Show every line of the data below that contains the word "slab", copying each such line in full.

[Position identification records]
.....

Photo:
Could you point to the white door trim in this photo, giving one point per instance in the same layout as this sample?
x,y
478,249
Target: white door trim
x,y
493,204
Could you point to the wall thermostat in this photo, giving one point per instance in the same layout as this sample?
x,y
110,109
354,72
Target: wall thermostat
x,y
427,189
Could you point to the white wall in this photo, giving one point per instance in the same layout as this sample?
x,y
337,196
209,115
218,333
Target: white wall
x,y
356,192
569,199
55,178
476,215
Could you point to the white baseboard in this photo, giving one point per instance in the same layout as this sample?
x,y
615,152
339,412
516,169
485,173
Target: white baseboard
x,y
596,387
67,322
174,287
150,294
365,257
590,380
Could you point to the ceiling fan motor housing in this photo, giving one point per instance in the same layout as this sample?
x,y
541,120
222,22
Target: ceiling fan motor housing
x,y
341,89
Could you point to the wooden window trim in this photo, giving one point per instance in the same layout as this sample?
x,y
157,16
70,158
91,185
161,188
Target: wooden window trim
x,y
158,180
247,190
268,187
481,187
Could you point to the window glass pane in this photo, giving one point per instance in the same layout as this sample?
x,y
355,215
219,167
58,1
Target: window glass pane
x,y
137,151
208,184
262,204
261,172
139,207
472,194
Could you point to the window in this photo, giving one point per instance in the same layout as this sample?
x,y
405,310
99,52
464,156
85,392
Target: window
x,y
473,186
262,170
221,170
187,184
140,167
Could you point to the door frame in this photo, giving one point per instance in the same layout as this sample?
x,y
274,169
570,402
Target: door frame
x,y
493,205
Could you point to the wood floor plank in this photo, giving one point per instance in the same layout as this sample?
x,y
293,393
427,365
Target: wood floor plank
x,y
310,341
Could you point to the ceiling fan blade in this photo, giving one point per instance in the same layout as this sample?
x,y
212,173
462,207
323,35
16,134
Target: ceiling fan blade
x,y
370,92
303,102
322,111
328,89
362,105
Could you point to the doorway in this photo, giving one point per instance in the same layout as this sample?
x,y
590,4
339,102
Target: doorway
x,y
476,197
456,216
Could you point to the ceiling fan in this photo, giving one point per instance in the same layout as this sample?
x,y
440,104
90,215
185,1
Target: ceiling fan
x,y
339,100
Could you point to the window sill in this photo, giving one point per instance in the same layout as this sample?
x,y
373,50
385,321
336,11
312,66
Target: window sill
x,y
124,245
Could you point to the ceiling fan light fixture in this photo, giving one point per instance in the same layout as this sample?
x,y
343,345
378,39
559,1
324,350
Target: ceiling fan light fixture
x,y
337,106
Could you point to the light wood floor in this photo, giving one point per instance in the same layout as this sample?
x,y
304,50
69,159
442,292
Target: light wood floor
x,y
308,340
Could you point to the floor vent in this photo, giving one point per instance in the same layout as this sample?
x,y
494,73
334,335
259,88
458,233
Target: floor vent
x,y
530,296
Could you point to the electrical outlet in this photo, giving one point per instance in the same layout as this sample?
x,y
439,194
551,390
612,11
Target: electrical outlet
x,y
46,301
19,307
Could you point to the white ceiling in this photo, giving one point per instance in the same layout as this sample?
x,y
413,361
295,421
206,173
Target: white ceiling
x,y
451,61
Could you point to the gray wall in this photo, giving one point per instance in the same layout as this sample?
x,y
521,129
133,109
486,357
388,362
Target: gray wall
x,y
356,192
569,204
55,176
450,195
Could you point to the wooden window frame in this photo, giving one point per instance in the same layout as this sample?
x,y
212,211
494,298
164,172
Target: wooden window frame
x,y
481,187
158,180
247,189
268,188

.....

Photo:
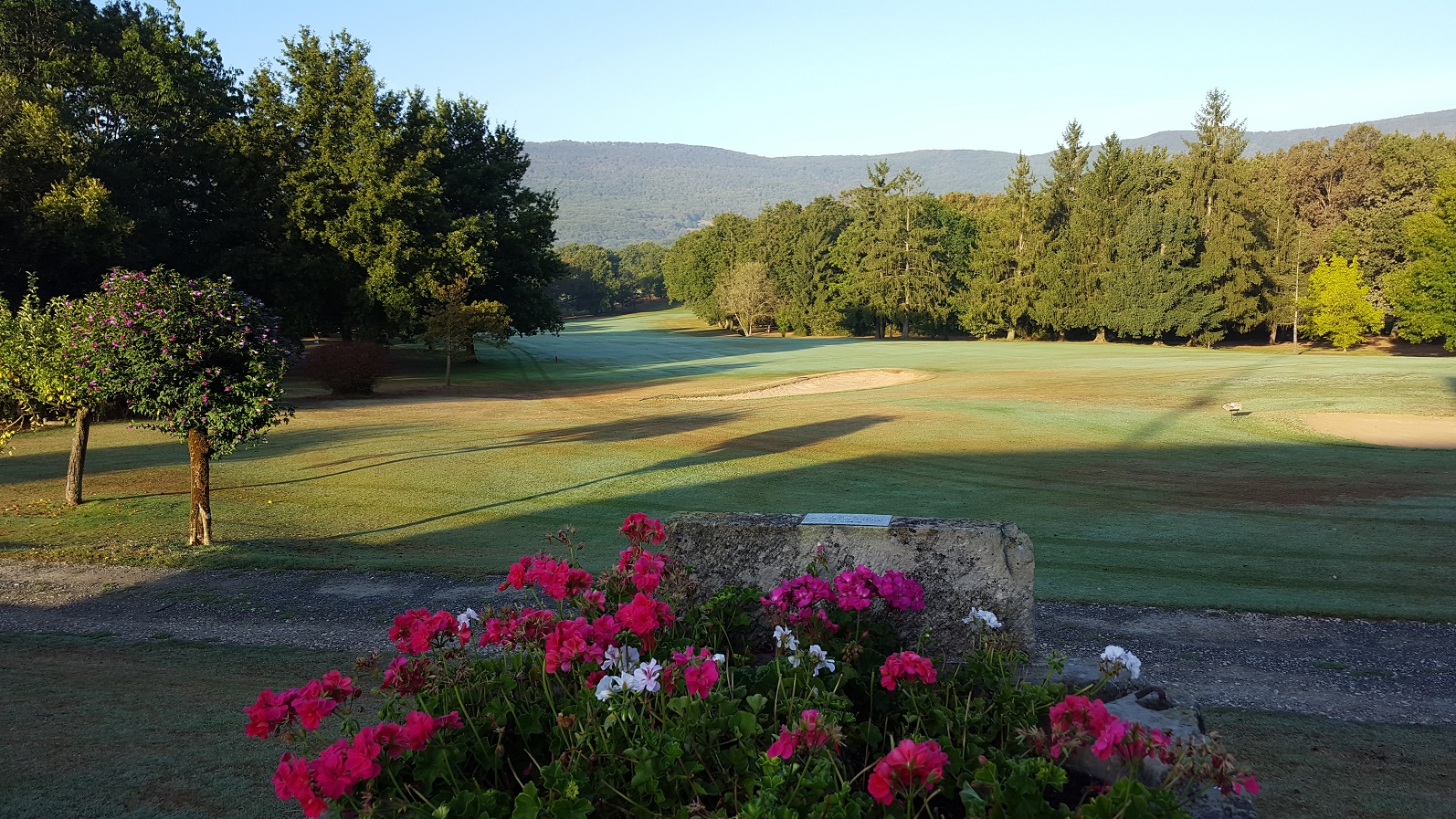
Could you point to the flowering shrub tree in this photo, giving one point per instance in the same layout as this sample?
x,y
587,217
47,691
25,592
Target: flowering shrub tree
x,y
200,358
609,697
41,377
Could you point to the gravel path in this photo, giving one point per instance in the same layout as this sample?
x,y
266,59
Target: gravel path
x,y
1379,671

.....

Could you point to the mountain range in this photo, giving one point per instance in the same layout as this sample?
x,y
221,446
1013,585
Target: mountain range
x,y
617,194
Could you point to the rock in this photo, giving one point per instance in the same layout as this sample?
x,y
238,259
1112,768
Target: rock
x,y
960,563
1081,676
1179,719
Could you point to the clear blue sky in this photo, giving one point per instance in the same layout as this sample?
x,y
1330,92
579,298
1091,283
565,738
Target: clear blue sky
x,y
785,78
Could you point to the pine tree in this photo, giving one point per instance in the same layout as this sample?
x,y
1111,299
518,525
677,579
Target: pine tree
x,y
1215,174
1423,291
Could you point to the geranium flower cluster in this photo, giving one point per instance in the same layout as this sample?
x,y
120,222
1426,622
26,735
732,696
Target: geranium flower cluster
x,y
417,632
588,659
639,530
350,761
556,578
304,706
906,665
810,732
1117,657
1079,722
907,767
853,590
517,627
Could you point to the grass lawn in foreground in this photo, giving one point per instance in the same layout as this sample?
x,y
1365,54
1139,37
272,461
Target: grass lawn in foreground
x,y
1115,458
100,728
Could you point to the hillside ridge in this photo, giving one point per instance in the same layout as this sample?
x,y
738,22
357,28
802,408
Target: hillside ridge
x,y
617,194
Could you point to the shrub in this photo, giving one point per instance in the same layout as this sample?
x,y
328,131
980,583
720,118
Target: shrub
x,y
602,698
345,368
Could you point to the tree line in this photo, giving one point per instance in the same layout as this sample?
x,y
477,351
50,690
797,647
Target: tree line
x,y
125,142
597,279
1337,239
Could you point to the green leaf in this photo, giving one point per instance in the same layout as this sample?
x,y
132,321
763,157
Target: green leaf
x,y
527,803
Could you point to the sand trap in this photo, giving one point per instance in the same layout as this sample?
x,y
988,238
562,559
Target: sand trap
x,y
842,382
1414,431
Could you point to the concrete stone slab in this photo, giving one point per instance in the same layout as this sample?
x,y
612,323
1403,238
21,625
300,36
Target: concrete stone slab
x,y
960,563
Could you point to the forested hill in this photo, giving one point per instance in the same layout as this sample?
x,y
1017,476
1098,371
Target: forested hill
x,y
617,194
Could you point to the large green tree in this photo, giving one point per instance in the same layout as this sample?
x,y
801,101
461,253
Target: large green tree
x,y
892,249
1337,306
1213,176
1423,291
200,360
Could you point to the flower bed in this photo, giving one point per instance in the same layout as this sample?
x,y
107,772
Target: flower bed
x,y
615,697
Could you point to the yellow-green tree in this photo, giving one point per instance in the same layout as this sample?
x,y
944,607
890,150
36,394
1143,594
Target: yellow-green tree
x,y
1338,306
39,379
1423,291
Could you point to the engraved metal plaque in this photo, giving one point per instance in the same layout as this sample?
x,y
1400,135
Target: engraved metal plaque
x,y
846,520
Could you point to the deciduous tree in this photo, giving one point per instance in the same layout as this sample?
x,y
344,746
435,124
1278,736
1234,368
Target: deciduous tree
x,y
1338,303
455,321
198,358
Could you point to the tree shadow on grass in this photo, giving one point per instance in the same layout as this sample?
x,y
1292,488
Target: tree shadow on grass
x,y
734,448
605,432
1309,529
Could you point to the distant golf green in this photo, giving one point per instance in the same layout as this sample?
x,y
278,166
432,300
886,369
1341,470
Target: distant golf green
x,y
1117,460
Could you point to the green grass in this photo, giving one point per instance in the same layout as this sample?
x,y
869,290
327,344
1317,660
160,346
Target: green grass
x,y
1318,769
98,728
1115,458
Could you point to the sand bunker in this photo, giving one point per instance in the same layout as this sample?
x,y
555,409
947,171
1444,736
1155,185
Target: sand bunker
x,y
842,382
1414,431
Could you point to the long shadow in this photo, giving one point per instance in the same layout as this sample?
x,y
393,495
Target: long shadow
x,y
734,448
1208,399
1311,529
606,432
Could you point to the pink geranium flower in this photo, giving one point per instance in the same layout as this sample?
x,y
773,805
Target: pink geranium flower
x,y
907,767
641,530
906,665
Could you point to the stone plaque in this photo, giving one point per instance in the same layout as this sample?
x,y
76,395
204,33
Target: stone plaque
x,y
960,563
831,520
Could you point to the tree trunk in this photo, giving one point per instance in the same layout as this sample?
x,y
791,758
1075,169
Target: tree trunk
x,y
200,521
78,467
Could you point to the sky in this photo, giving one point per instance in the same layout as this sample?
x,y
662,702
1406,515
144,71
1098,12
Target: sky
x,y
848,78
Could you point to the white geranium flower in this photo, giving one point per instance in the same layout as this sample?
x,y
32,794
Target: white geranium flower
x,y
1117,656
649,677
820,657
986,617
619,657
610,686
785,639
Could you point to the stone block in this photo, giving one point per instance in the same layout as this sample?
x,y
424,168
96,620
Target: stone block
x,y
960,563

.....

**Solution for this exercise**.
Could you point to the concrete stone slab in this photo, giving one point per instance in the same layout as this sample?
Target: concrete stone slab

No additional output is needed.